Supplied passage |
——

Since 2008, my colleagues and I have developed and maintained C-Reduce, a tool for programmatically reducing the size of C and C++ files that trigger compiler bugs. C-Reduce also usually does a credible job reducing test cases in languages other than C and C++; we'll return to that topic in Part 2.
Why Reduce Test Cases?
int a[1];
int b;
void c() {
void *d = b = 0;
for (;; b++)
a[b] = (int) d++;
}
LLVM crashes when compiling this code at the -O2 optimization level. The bug report does not contain the original, unreduced test case, but most likely it was larger.
A reduced test case is preferable because:
it usually gets the compiler to misbehave quickly, reducing the number of function calls, memory allocations, etc. that the compiler developer has to step through and reason about while debugging
the reduced file contains little code not directly related to triggering the bug, making it less likely that compiler developers will be distracted by extraneous features of the test case
reduced test cases for the same bug often look similar to each other, whereas this is not normally true for unreduced files that trigger the same bug
there is often little or no discernible similarity between an unreduced source file and its reduced version, making it easier for compiler bugs triggered by proprietary code to be reported externally
The minimum-sized input triggering any particular compiler bug can be found using a trivial algorithm: exhaustive search of text strings of increasing size. This method is, of course, almost always intractable. In practice, test case reduction proceeds in the other direction: starting with a large, failure-inducing test case, incrementally making it smaller until a local minimum is reached.

——

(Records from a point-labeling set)

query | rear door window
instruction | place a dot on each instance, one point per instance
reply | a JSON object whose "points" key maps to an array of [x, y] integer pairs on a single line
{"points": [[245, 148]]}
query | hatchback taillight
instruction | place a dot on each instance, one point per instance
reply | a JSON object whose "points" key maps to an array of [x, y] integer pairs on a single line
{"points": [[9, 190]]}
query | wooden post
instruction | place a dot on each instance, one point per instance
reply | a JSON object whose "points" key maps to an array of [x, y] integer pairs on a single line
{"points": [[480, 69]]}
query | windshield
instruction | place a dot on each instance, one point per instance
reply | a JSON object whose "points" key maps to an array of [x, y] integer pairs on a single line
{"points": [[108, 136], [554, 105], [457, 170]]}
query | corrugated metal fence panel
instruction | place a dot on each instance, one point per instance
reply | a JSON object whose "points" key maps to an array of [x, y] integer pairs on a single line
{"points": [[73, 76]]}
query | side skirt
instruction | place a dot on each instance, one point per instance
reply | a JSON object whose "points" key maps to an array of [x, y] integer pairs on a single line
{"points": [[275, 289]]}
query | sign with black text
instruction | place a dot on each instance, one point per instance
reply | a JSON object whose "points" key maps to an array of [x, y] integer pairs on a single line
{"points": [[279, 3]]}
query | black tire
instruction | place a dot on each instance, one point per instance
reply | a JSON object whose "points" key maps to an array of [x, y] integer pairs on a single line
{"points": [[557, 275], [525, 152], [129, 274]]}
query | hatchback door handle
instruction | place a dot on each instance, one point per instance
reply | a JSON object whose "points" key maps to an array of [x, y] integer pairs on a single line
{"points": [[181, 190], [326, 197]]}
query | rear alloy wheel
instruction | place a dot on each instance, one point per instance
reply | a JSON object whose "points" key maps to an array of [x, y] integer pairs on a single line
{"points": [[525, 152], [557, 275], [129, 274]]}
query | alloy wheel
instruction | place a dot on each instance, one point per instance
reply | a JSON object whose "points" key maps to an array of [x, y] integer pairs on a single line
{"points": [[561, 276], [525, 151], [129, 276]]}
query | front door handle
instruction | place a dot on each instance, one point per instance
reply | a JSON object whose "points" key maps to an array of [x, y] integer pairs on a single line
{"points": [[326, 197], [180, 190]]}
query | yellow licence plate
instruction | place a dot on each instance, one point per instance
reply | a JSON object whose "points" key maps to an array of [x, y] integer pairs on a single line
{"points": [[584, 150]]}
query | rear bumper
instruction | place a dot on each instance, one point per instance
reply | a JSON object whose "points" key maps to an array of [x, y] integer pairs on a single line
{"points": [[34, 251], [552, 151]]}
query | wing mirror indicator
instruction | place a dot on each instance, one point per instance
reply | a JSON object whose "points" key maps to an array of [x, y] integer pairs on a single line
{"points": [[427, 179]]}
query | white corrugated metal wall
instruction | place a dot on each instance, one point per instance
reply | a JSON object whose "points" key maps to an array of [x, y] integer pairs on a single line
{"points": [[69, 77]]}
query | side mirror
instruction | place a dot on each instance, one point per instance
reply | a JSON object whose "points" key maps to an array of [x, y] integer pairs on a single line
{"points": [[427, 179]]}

——

Instructions |
#1 Answer these questions using the C-Reduce passage:
(a) Since what year have C-Reduce's developers developed and maintained it?
(b) At what optimization level does LLVM crash when compiling the code shown?
(c) What trivial algorithm can find the minimum-sized input that triggers a particular compiler bug?
#2 Repeat word for word everything in the C-Reduce passage from "Since 2008, my" down to "topic in Part 2.".

Responses to the exercise |
#1
(a) Since 2008.
(b) At the -O2 optimization level.
(c) Exhaustive search of text strings of increasing size.

#2
Since 2008, my colleagues and I have developed and maintained C-Reduce, a tool for programmatically reducing the size of C and C++ files that trigger compiler bugs. C-Reduce also usually does a credible job reducing test cases in languages other than C and C++; we'll return to that topic in Part 2.